#### DATA IN THIS EXERCISE
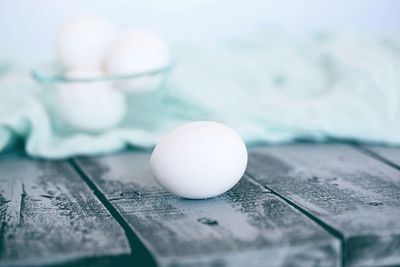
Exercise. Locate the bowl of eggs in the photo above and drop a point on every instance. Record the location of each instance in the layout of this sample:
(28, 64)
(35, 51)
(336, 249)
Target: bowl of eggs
(101, 73)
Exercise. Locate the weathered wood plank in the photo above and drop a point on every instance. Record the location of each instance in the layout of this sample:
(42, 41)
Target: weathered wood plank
(247, 226)
(350, 192)
(49, 216)
(391, 154)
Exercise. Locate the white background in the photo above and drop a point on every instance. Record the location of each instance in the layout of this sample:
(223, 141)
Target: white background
(27, 26)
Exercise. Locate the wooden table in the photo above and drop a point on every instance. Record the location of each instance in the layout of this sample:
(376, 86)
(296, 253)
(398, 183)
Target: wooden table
(297, 205)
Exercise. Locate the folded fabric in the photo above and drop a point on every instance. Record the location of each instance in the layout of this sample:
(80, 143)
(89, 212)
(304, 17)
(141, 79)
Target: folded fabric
(273, 87)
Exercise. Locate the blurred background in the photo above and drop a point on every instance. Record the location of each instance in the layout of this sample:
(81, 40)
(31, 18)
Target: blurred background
(27, 27)
(275, 71)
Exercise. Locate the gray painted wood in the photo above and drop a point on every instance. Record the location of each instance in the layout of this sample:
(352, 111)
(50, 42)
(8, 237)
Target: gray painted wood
(248, 226)
(349, 191)
(49, 216)
(391, 154)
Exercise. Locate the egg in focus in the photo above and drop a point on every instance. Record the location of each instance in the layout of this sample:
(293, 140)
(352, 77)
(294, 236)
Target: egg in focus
(199, 160)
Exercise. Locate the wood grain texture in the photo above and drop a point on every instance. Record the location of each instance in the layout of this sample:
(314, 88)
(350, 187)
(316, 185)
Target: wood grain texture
(247, 226)
(391, 154)
(349, 191)
(50, 217)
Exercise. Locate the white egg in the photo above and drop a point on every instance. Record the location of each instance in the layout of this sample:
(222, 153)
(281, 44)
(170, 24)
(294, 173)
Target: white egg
(138, 52)
(199, 160)
(83, 41)
(90, 106)
(84, 74)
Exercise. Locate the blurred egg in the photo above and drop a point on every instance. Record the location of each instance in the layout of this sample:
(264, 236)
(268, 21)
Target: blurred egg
(90, 106)
(138, 52)
(83, 41)
(84, 74)
(199, 160)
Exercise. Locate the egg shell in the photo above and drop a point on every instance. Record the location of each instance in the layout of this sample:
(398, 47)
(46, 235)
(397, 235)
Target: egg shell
(199, 160)
(82, 42)
(135, 52)
(84, 74)
(90, 106)
(138, 52)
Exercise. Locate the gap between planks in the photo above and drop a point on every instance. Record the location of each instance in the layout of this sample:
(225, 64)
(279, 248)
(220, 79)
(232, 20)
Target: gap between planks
(331, 230)
(139, 253)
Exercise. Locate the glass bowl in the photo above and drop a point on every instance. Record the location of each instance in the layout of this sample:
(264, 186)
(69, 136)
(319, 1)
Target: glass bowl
(95, 104)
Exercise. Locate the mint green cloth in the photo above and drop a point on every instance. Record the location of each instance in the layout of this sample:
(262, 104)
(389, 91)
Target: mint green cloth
(274, 87)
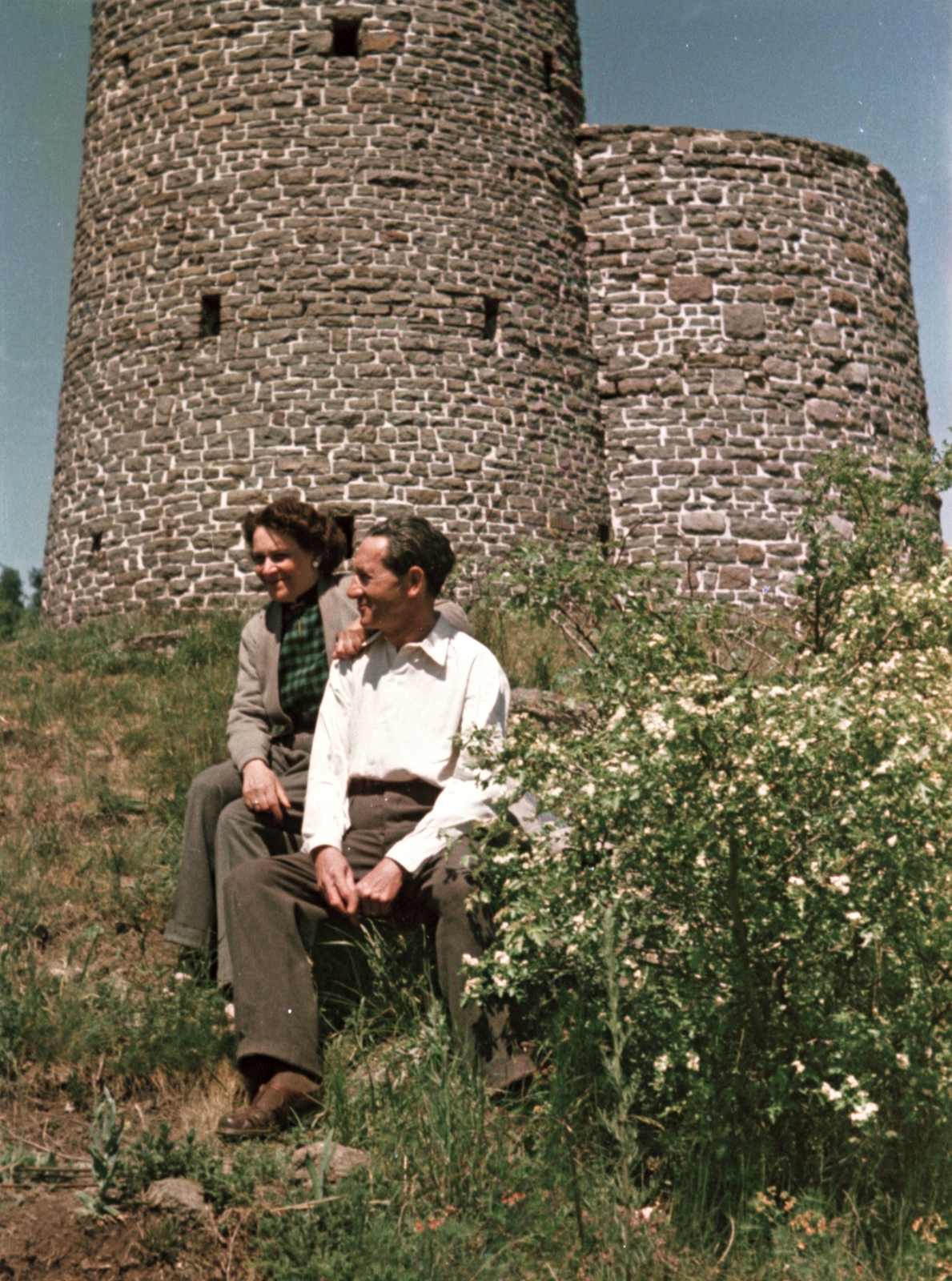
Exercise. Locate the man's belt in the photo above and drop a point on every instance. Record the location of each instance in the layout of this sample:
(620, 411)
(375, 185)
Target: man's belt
(418, 791)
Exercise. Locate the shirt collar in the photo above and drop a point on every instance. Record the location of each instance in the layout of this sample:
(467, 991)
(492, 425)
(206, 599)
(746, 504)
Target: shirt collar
(309, 597)
(435, 645)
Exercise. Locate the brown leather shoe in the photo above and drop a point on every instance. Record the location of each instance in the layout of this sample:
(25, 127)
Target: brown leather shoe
(277, 1105)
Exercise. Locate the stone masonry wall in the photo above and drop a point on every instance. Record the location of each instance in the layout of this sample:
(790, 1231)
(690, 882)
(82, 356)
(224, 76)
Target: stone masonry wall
(749, 307)
(333, 249)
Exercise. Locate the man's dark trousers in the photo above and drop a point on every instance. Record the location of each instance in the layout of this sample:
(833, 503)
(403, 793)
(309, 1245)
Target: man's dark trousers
(275, 918)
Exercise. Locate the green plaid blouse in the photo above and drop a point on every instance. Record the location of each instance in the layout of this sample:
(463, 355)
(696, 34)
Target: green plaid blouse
(303, 668)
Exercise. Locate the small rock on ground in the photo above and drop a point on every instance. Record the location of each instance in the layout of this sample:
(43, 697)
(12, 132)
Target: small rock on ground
(179, 1197)
(343, 1161)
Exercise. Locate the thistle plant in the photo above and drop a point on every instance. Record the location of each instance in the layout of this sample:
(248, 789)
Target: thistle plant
(106, 1137)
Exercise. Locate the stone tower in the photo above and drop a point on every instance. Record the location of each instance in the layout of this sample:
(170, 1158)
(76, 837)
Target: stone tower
########
◆ **YOUR TASK**: Above are some records; copy each line there that contains "tower".

◆ **REPLY**:
Exercise. Locate the stone tower in the photo above and drop a point on every instance. Record the location of each instance in the layout of this sample:
Target: stone tower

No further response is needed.